• OBJETIVO DEL EJERCICIO:
Copia el tramo del fragmento sobre la corrupción en el fútbol que va desde "La Organización de" hasta "se benefician más.", y cambia "FIFA" por "Federación Internacional de Fútbol Asociación" cada vez que aparezca.

• FRAGMENTO DEL DOCUMENTO:
........

El fútbol internacional se ha visto envuelto en una oleada de escándalos de corrupción.

/ 30 de junio de 2020 / 06:16

La Organización de las Naciones Unidas (ONU) fue diseñada para garantizar la convivencia pacífica, pero rara vez impide una guerra. La FIFA se concibió para promover el fútbol en forma desinteresada, pero favorece negocios clandestinos. ¿Qué institución pesa más? Un dato revela el estado del mundo: la ONU tiene menos afiliados que la FIFA.

Numerosas formas del comercio prosperan en la ilegalidad, de la piratería al narcotráfico, pasando por las bolsas de valores donde se filtra información privilegiada. Ninguna de esas variantes del abuso depende de la ilusión. En cambio, la economía del fútbol trasvasa la pasión en dinero. Al patear la pelota en nombre de los suyos, los jugadores activan una cadena productiva que va de los derechos de televisión a la venta de refrescos. Miles de intermediarios se benefician del sudor de los héroes, pero algunos se benefician más.

........

[Entradas del conjunto de datos]
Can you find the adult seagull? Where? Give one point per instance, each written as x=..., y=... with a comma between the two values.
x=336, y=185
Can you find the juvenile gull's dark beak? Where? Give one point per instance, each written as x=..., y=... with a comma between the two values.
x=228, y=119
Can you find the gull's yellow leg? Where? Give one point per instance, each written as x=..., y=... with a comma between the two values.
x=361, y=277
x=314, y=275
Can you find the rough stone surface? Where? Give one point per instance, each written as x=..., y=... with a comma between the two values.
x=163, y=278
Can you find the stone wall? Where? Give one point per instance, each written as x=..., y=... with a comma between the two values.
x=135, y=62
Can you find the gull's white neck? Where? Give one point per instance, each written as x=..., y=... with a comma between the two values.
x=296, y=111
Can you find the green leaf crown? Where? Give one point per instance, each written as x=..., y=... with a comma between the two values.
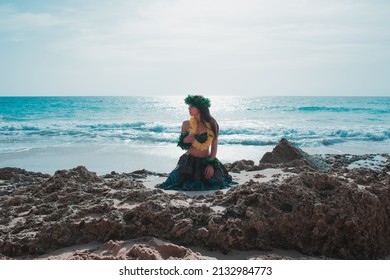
x=197, y=101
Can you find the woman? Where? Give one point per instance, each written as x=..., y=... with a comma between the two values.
x=198, y=169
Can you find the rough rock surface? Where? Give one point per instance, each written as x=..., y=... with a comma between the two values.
x=286, y=153
x=341, y=213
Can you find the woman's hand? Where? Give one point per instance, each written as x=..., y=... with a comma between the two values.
x=209, y=172
x=189, y=139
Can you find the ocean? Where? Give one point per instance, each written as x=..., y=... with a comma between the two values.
x=124, y=134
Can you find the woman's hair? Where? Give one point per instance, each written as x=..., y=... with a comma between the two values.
x=203, y=104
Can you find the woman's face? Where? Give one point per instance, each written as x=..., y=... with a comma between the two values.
x=193, y=111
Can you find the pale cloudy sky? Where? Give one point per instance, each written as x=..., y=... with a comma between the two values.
x=176, y=47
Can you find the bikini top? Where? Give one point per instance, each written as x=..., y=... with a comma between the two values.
x=203, y=140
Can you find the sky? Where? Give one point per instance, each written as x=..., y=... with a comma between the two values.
x=210, y=47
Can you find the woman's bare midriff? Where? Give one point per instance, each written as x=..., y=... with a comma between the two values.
x=198, y=153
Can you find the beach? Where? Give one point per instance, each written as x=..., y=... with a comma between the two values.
x=78, y=177
x=305, y=207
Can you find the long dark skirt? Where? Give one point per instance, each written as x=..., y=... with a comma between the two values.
x=189, y=176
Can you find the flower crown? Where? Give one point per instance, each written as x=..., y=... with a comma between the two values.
x=197, y=101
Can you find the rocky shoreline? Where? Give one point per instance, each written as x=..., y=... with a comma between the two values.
x=327, y=207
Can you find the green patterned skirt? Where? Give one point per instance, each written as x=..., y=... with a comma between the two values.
x=189, y=176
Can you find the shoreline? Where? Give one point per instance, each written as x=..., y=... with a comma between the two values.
x=47, y=208
x=103, y=159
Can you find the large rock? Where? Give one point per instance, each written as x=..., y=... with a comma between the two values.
x=285, y=153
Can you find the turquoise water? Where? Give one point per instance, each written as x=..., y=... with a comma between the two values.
x=32, y=127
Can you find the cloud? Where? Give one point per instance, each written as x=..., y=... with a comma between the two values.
x=220, y=45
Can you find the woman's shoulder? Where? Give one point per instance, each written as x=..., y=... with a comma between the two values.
x=186, y=125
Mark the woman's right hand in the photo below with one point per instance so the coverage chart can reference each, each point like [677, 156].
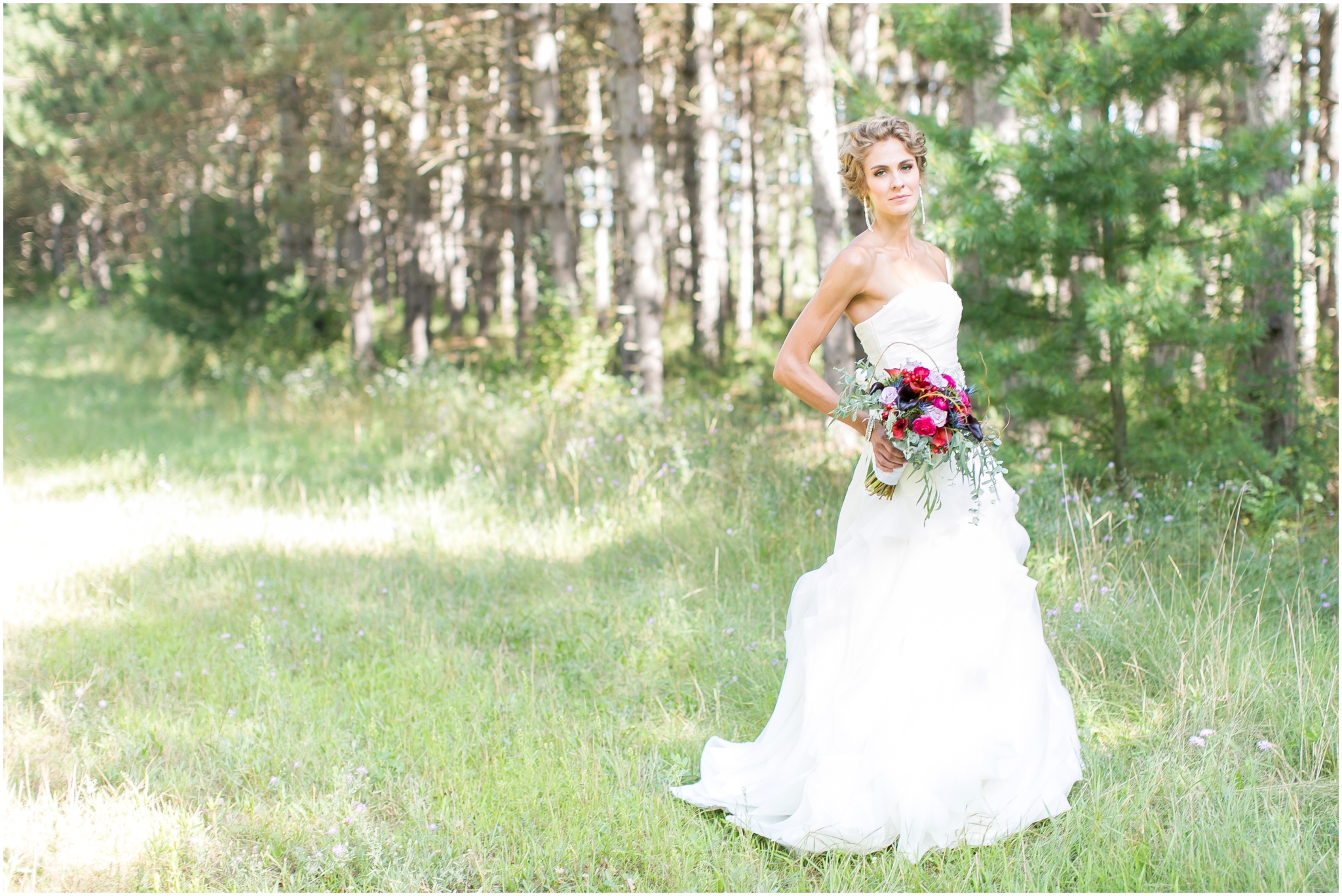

........

• RESPUESTA AL PROBLEMA:
La Organización de las Naciones Unidas (ONU) fue diseñada para garantizar la convivencia pacífica, pero rara vez impide una guerra. La Federación Internacional de Fútbol Asociación se concibió para promover el fútbol en forma desinteresada, pero favorece negocios clandestinos. ¿Qué institución pesa más? Un dato revela el estado del mundo: la ONU tiene menos afiliados que la Federación Internacional de Fútbol Asociación.

Numerosas formas del comercio prosperan en la ilegalidad, de la piratería al narcotráfico, pasando por las bolsas de valores donde se filtra información privilegiada. Ninguna de esas variantes del abuso depende de la ilusión. En cambio, la economía del fútbol trasvasa la pasión en dinero. Al patear la pelota en nombre de los suyos, los jugadores activan una cadena productiva que va de los derechos de televisión a la venta de refrescos. Miles de intermediarios se benefician del sudor de los héroes, pero algunos se benefician más.